--- Provided text ---

- Born: 17 February 1971 Hiroshima, Japan
- Died: 31 March 2021 (aged 50)
- Genres: Pop
- Occupation: Singer-songwriter
- Instrument: Vocals
- Years active: 1995–2000
- Labels: Epic Records Japan; Village Records;
- Spouse: Akiro Arishima

= Eiko Hiraiwa =

Japanese singer-songwriter (1971-2021)

Eiko Hiraiwa (平岩 英子, Hiraiwa Eiko) was a Japanese singer-songwriter. After studying Dalcroze eurhythmics as a child and college student, she made her major-label debut in 1995. She released several singles and albums with Epic Records Japan and Village Records until 2000, entering into a hiatus afterwards.
==Biography==
Eiko Hiraiwa was born on 17 February 1971 in Hiroshima, and started studying eurhythmics and piano as a young child. She graduated from Hiroshima Music High School and the Kunitachi College of Music, where she continued her eurhythmics studies. Following an audition where a demo tape of hers reached the attention of Japan's record industry, she joined Epic Records Japan and made her major label debut with the single "Watashi ga Watashi de aru Toki" (私が私である時), released on 21 July 1995; she also released her debut album Deep Breath with that same label the same day. Asahigraph called it "a refreshing album that revitalizes the listener's heart", remarking that it "showcases her talents not only as a vocalist but also in songwriting and vocal arrangement".

Hiraiwa released three more albums with Epic Records - Airium (1997), Eureka (1998), and Vesta (1998) - as well as six singles: "Kaze ni Fukarete" (1995), "Cara Cara", "Snow Field: Kowareru hodo Omotteita" (both 1996), "Sotsugyō" (1997), and "Natsu no Kōsui" (1998). In 2000, she released an album Nudy Camera and a single "Naiteiru Hito" under a different label, Village Records, and afterwards her musical career entered into a hiatus. CDJournal remarked that she became known for a "clear, crystalline vocal style", as well as "refreshing vocals and a sound characterized by acoustic textures".

---

_Check your understanding_
- 1) Using the biography above, answer each question on its own line:
(a) Which high school did she graduate from?
(b) What album did she put out in 2000?
(c) Who is listed as her spouse?
- 2) For each statement, tell whether the biography above agrees with it, and back each answer with the words from the biography that settle it:
(a) Her debut single and her debut album came out on the same day.
(b) Vesta was released on Village Records.
(c) She began studying piano as a young child.
- 3) Copy the part of the biography between "- Born: 17 February" and "a hiatus afterwards.", inclusive.

--- Input data ---

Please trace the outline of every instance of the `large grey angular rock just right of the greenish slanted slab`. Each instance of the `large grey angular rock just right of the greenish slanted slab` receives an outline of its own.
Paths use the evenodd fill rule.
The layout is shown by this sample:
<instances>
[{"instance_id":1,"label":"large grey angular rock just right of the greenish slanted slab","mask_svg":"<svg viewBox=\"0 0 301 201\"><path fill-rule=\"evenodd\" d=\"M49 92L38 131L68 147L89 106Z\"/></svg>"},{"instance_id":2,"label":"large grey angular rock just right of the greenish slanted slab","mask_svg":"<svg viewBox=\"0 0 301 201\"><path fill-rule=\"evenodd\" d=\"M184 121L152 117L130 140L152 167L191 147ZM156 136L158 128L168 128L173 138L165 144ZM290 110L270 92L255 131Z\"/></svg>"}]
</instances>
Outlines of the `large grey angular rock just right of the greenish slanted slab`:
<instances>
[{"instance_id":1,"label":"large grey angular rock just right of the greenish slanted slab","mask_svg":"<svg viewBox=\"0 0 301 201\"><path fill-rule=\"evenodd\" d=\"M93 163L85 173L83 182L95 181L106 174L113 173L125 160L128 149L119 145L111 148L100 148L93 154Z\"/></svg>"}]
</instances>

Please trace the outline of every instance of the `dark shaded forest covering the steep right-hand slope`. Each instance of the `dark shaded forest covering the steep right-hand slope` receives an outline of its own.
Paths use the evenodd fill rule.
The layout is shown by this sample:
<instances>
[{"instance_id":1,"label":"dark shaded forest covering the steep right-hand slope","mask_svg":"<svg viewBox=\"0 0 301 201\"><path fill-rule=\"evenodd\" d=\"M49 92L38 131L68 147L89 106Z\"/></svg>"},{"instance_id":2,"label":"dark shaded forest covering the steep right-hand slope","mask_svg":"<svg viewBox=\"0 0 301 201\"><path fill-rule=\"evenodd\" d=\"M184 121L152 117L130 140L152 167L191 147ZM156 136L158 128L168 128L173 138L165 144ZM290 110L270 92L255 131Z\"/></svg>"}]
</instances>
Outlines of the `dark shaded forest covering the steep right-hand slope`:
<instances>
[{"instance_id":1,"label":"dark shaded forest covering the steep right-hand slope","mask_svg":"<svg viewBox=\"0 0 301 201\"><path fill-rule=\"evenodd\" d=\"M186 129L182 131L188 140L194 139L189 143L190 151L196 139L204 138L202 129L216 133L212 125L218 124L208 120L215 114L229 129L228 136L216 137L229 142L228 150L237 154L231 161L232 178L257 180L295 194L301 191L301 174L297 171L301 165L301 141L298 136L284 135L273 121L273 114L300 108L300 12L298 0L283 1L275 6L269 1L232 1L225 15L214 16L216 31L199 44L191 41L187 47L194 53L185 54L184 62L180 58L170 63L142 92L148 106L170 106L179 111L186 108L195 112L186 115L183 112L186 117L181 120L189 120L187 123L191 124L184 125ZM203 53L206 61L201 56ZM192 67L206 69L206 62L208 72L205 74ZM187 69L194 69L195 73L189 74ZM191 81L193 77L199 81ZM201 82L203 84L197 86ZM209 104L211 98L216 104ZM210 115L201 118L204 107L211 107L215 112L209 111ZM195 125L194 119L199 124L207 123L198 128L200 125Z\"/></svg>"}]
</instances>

---

_Answers per task_
- 1)
(a) Hiroshima Music High School
(b) Nudy Camera
(c) Akiro Arishima

- 2)
(a) Yes: "released on 21 July 1995; she also released her debut album Deep Breath with that same label the same day"
(b) No: "Hiraiwa released three more albums with Epic Records - Airium (1997), Eureka (1998), and Vesta (1998)"
(c) Yes: "started studying eurhythmics and piano as a young child"

- 3)
- Born: 17 February 1971 Hiroshima, Japan
- Died: 31 March 2021 (aged 50)
- Genres: Pop
- Occupation: Singer-songwriter
- Instrument: Vocals
- Years active: 1995–2000
- Labels: Epic Records Japan; Village Records;
- Spouse: Akiro Arishima

= Eiko Hiraiwa =

Japanese singer-songwriter (1971-2021)

Eiko Hiraiwa (平岩 英子, Hiraiwa Eiko) was a Japanese singer-songwriter. After studying Dalcroze eurhythmics as a child and college student, she made her major-label debut in 1995. She released several singles and albums with Epic Records Japan and Village Records until 2000, entering into a hiatus afterwards.